## Your tasks
a – In the passage on the Great Green Wall, reproduce verbatim the span between "The Great Green Wall is" and "ecosystem management approach.", inclusive.
b – Using the Great Green Wall passage, answer each question:
(i) In what year did Chief Olusegun Obasanjo first envision the initiative?
(ii) In which city was the June 2010 convention creating the Great Green Wall Agency signed?
(iii) How much did the Global Environmental Facility grant to the participating countries?
c – Extend the passage on the Great Green Wall, picking up right after its final sentence.

## Excerpt to read
[start]

The Great Green Wall is a pan-African initiative to restore and sustainably manage land in the Sahel-Saharan region in order to address both poverty and land degradation. First envisioned by the former President of the Federal Republic of Nigeria, Chief Olusegun Obasanjo, in 2005 and strongly championed by President Abdoulaye Wade of Senegal, the Initiative gained significant momentum in 2007 with adoption of African Union Declaration 137 VIII, approving the “Decision on the Implementation of the Green Wall for the Sahara Initiative”. In June 2010, Burkina Faso, Chad, Djibouti, Eritrea, Ethiopia, Mali, Mauritania, Niger, Nigeria, Senegal and Sudan signed a convention in Ndjamena, Chad, to create the Great Green Wall (GGW) Agency. In more recent years the vision has evolved into an integrated ecosystem management approach.
The combination of high level political support and steadily improving technical awareness of how best to combat desertification has encouraged a number of major donors to back the Great Green Wall Initiative. The Global Environmental Facility granted $100.8 million to the GGW participating countries to expand sustainable land and water management and adaptation in targeted landscapes and in climate vulnerable areas in West African and Sahelian countries. Other major donors include the World Bank and the European Union.

[end]

## Rows from a segmentation dataset
[start]

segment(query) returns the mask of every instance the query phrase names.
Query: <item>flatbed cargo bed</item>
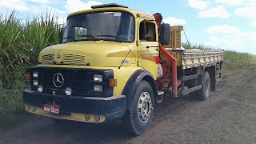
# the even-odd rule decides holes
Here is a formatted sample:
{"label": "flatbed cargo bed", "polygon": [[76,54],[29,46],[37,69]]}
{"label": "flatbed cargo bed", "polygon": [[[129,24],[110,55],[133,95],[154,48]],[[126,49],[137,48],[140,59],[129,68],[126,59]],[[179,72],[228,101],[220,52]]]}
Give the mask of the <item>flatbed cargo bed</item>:
{"label": "flatbed cargo bed", "polygon": [[224,50],[166,50],[175,56],[178,66],[182,66],[182,69],[209,66],[223,61]]}

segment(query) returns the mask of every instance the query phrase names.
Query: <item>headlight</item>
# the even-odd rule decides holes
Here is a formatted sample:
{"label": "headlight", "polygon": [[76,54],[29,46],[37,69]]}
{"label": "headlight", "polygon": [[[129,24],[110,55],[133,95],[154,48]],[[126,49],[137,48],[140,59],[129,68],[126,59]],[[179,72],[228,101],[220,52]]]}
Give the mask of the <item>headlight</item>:
{"label": "headlight", "polygon": [[38,90],[39,93],[42,93],[42,90],[43,90],[43,86],[42,85],[39,85],[38,88]]}
{"label": "headlight", "polygon": [[94,74],[94,82],[102,82],[102,75]]}
{"label": "headlight", "polygon": [[94,85],[94,91],[102,92],[102,85]]}
{"label": "headlight", "polygon": [[33,72],[33,77],[38,78],[38,72],[34,71],[34,72]]}
{"label": "headlight", "polygon": [[38,86],[38,80],[33,80],[33,85],[34,86]]}
{"label": "headlight", "polygon": [[65,90],[65,93],[66,95],[71,95],[72,94],[72,90],[70,87],[67,87],[66,90]]}

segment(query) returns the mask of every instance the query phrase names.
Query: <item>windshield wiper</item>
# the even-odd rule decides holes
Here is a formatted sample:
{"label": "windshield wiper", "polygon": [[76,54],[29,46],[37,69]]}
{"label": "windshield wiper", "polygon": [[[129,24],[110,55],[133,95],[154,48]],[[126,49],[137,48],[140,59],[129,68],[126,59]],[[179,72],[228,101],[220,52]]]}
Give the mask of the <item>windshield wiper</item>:
{"label": "windshield wiper", "polygon": [[97,37],[111,37],[111,38],[114,38],[115,39],[117,39],[117,36],[115,35],[97,35]]}
{"label": "windshield wiper", "polygon": [[65,38],[63,38],[63,39],[66,39],[66,38],[74,38],[74,37],[65,37]]}
{"label": "windshield wiper", "polygon": [[78,37],[89,37],[89,38],[94,38],[94,36],[92,35],[78,35]]}
{"label": "windshield wiper", "polygon": [[110,38],[114,38],[114,40],[111,40],[111,39],[102,39],[102,38],[100,38],[100,39],[97,39],[97,40],[103,40],[103,41],[109,41],[109,42],[110,42],[110,41],[114,41],[114,42],[118,42],[118,40],[117,40],[117,36],[114,36],[114,35],[97,35],[97,37],[110,37]]}

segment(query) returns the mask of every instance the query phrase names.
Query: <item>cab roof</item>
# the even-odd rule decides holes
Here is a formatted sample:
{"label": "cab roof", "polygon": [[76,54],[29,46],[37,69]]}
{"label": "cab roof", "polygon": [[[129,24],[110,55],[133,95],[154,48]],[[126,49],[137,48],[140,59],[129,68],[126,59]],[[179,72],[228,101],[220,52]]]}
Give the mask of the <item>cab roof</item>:
{"label": "cab roof", "polygon": [[[121,5],[118,5],[118,6],[121,6]],[[74,13],[71,13],[70,14],[69,14],[67,16],[67,19],[69,19],[70,18],[71,18],[73,16],[82,14],[101,12],[101,11],[102,12],[103,12],[103,11],[125,11],[125,12],[130,13],[135,18],[146,18],[146,19],[149,19],[149,20],[154,20],[154,17],[152,14],[145,13],[145,12],[142,12],[142,11],[140,11],[140,10],[129,9],[129,8],[122,7],[122,6],[116,6],[116,7],[106,7],[105,6],[105,7],[102,8],[101,6],[95,6],[94,8],[90,9],[90,10],[81,10],[81,11],[77,11],[77,12],[74,12]],[[140,15],[140,16],[138,17],[138,15]]]}

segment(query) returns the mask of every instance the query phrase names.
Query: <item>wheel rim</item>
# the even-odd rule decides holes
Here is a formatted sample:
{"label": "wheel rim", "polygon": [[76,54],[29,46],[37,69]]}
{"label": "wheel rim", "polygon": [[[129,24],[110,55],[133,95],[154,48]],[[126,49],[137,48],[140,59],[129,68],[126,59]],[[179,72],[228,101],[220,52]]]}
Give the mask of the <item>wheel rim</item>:
{"label": "wheel rim", "polygon": [[210,94],[210,79],[206,78],[206,95],[208,97]]}
{"label": "wheel rim", "polygon": [[143,92],[138,102],[138,118],[139,122],[146,123],[150,118],[152,110],[150,94],[148,92]]}

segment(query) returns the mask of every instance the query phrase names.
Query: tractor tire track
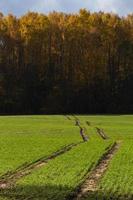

[end]

## Answers to each task
a –
The Great Green Wall is a pan-African initiative to restore and sustainably manage land in the Sahel-Saharan region in order to address both poverty and land degradation. First envisioned by the former President of the Federal Republic of Nigeria, Chief Olusegun Obasanjo, in 2005 and strongly championed by President Abdoulaye Wade of Senegal, the Initiative gained significant momentum in 2007 with adoption of African Union Declaration 137 VIII, approving the “Decision on the Implementation of the Green Wall for the Sahara Initiative”. In June 2010, Burkina Faso, Chad, Djibouti, Eritrea, Ethiopia, Mali, Mauritania, Niger, Nigeria, Senegal and Sudan signed a convention in Ndjamena, Chad, to create the Great Green Wall (GGW) Agency. In more recent years the vision has evolved into an integrated ecosystem management approach.

b –
(i) 2005
(ii) Ndjamena, Chad
(iii) $100.8 million

c –
The Great Green Wall initiative has revived interest in Sustainable Land Management in the Sahel and north of the Sahara and has galvanised action to implement the UNCCD. The GGW has helped to shed a spotlight on recent innovations in SLM in the region and at the same time has leveraged a high degree of political will and leadership from member States. In response public finance for SLM actions has increased and several donors have also mobilised substantial investments, offering opportunities for rapid progress. However, degradation in the region is often the outcome of past policy and investment failures and there are concerns in some quarters that current strategies may not depart significantly enough from past mistakes.
The purpose of this project is greater implementation of policies for sustainable land management in the Sahel (Great Green Wall (GGW) countries) through enhanced investment, intersectoral coordination, and engagement of marginalized groups.
The projects components are;
Component 1: Adaptive management & Learning
Component 2: Participation, diversity and equity
Component 3: Investment for Policy Implementation
For more details on GGW, Contact: Razingrim OUEDRAOGO, Senior Programme Officer, Global Drylands Initiative (Razingrim.OUEDRAOGO@i...)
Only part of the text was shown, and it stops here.